## YOUR INSTRUCTIONS
Your answer must be the records below, given again exactly, with no pictures in it.

## MATERIAL FOR THE TASK
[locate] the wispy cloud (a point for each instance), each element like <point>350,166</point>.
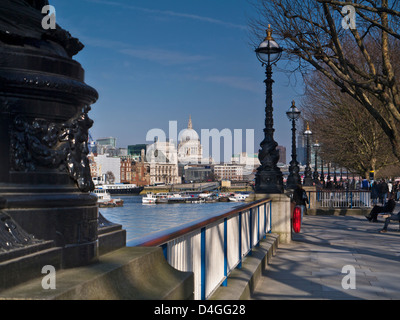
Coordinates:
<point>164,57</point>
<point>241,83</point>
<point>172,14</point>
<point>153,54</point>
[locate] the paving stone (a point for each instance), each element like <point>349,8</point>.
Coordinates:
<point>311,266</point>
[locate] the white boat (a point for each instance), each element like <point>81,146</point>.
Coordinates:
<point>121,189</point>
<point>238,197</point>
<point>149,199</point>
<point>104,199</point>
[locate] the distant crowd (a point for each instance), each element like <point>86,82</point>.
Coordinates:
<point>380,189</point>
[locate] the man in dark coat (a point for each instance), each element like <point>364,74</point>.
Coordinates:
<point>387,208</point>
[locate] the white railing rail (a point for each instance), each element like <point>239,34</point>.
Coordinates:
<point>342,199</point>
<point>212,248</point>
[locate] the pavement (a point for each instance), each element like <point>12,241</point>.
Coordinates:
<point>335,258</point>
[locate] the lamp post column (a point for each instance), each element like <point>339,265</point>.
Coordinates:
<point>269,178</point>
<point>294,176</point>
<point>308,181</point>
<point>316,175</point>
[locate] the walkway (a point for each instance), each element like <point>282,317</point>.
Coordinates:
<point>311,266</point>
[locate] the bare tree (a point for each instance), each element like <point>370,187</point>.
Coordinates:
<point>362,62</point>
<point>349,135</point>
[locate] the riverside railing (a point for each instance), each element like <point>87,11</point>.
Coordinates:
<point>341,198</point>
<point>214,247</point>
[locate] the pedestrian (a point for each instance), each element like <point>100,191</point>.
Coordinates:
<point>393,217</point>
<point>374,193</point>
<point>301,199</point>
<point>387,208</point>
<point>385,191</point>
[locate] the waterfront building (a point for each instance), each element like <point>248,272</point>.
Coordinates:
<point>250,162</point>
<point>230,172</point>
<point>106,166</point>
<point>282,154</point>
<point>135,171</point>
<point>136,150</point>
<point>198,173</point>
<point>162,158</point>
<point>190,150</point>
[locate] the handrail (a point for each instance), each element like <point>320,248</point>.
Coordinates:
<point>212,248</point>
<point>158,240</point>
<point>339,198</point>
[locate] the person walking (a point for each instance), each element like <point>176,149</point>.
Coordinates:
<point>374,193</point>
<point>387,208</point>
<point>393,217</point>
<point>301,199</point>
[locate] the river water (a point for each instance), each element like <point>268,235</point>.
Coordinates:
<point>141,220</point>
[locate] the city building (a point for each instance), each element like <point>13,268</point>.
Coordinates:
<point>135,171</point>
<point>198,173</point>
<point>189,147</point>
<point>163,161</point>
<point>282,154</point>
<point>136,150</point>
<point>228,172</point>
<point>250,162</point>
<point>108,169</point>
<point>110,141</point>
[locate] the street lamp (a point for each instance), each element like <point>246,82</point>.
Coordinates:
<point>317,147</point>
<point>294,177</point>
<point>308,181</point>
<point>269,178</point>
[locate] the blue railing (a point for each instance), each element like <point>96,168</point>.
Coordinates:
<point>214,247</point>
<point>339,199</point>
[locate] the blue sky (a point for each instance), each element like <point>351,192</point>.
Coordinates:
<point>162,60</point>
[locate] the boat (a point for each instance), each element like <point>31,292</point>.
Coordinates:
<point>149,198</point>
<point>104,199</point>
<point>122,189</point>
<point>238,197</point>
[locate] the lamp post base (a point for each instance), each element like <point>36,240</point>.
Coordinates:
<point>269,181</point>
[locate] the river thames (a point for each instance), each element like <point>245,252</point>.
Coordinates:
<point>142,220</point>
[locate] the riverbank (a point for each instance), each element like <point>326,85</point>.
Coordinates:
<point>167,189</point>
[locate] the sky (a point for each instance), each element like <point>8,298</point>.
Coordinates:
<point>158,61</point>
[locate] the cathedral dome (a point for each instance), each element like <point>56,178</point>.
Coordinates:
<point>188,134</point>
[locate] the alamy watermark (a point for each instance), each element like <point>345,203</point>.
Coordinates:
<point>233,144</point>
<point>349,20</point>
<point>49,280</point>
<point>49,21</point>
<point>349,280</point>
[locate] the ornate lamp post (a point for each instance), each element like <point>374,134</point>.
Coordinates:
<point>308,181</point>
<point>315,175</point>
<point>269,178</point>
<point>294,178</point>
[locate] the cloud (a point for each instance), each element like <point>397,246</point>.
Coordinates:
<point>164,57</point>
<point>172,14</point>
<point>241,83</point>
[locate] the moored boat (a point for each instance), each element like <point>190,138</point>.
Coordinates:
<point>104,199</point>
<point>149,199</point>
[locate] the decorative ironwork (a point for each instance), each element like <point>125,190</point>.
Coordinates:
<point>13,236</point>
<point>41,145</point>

## EXPECTED ANSWER
[locate] the wispy cloud (a point for each instance), each element like <point>350,166</point>.
Coordinates:
<point>164,57</point>
<point>241,83</point>
<point>172,14</point>
<point>153,54</point>
[locate] the paving stone (a point for each instance), each element like <point>349,8</point>.
Coordinates:
<point>311,266</point>
[locate] the white boat (a point for each instance), each element like <point>81,146</point>.
Coordinates:
<point>121,189</point>
<point>238,197</point>
<point>149,199</point>
<point>104,199</point>
[locate] the distant crowd (a point for each instance), each element like <point>86,82</point>.
Coordinates:
<point>380,189</point>
[locate] the man in dark coat (a point for each instance), each element like <point>364,74</point>.
Coordinates:
<point>387,208</point>
[locate] the white railing rail (a point for each instance), each element like <point>239,34</point>.
Coordinates:
<point>342,199</point>
<point>212,248</point>
[locate] the pavement (a point for each instance), each element like <point>12,241</point>.
Coordinates:
<point>335,258</point>
[locate] the lamp post column (a point for each instance), each element like <point>339,265</point>.
Coordinates:
<point>269,178</point>
<point>294,176</point>
<point>308,181</point>
<point>316,175</point>
[locate] the walkway (a point for each instance), each element like <point>282,317</point>.
Coordinates:
<point>311,266</point>
[locate] the bare tree (a point for each instance), each element like <point>370,187</point>.
Coordinates:
<point>362,62</point>
<point>349,135</point>
[locate] the riverside railing (a point for each instance), each element like <point>87,11</point>.
Coordinates:
<point>341,198</point>
<point>214,247</point>
[locate] the pedestrian (a point for each instance), each element like <point>100,191</point>.
Coordinates:
<point>393,217</point>
<point>374,193</point>
<point>301,199</point>
<point>387,208</point>
<point>385,191</point>
[locate] the waterfront building (a point for each instance), each element like <point>248,272</point>.
Coordinates:
<point>250,162</point>
<point>230,172</point>
<point>106,166</point>
<point>282,154</point>
<point>135,171</point>
<point>136,150</point>
<point>198,173</point>
<point>162,158</point>
<point>190,150</point>
[locate] the handrail (a point for each instance), each element like <point>320,248</point>.
Coordinates:
<point>212,248</point>
<point>158,240</point>
<point>339,198</point>
[locate] the person walking (a point for each instance), each element like <point>176,149</point>.
Coordinates:
<point>374,193</point>
<point>387,208</point>
<point>393,217</point>
<point>301,199</point>
[locate] the river water (a point for each instance), each element like <point>268,235</point>.
Coordinates:
<point>141,220</point>
[locate] the city building (a point for each instance), each element like <point>13,268</point>.
Coordinates:
<point>135,171</point>
<point>198,173</point>
<point>189,147</point>
<point>163,161</point>
<point>282,154</point>
<point>136,150</point>
<point>228,172</point>
<point>250,162</point>
<point>108,169</point>
<point>110,141</point>
[locate] the street lamp (a point for each instance), each element like <point>246,82</point>.
Coordinates:
<point>317,147</point>
<point>294,177</point>
<point>308,181</point>
<point>269,178</point>
[locate] the blue railing (a point for each instance), each element like <point>96,168</point>.
Coordinates:
<point>214,247</point>
<point>339,199</point>
[locate] the blue sky (a point for each instance), each element like <point>351,192</point>.
Coordinates:
<point>162,60</point>
[locate] the boat (a point for each instance), each element like <point>31,292</point>.
Coordinates:
<point>149,198</point>
<point>104,199</point>
<point>122,189</point>
<point>238,197</point>
[locate] the lamp post base (a point for each instance), each element like <point>36,240</point>.
Coordinates:
<point>269,181</point>
[locate] the river thames (a point for each instance), each element like <point>245,252</point>.
Coordinates:
<point>142,220</point>
[locate] the riverbank (a point for each instance), each element like <point>326,85</point>.
Coordinates:
<point>167,189</point>
[locate] the sky (a point for each instance), each element like <point>8,298</point>.
Coordinates:
<point>158,61</point>
[locate] the cathedral dome (a point for each instance), each element like <point>56,178</point>.
Coordinates:
<point>188,134</point>
[locate] the alamy watermark (a point for each instance), each element like <point>345,203</point>.
Coordinates:
<point>233,144</point>
<point>349,20</point>
<point>49,280</point>
<point>49,21</point>
<point>349,280</point>
[locate] the ornate lamp post (a point for each instance), each element like <point>374,134</point>.
Coordinates:
<point>308,181</point>
<point>315,175</point>
<point>269,178</point>
<point>294,178</point>
[locate] the cloud (a point for each instance), each element like <point>397,246</point>.
Coordinates:
<point>164,57</point>
<point>172,14</point>
<point>241,83</point>
[locate] the moored boat (a point for each instance), each element like <point>190,138</point>.
Coordinates:
<point>104,199</point>
<point>149,199</point>
[locate] the decorative ironwork (a point for each instance), each element like <point>125,190</point>.
Coordinates:
<point>13,236</point>
<point>41,145</point>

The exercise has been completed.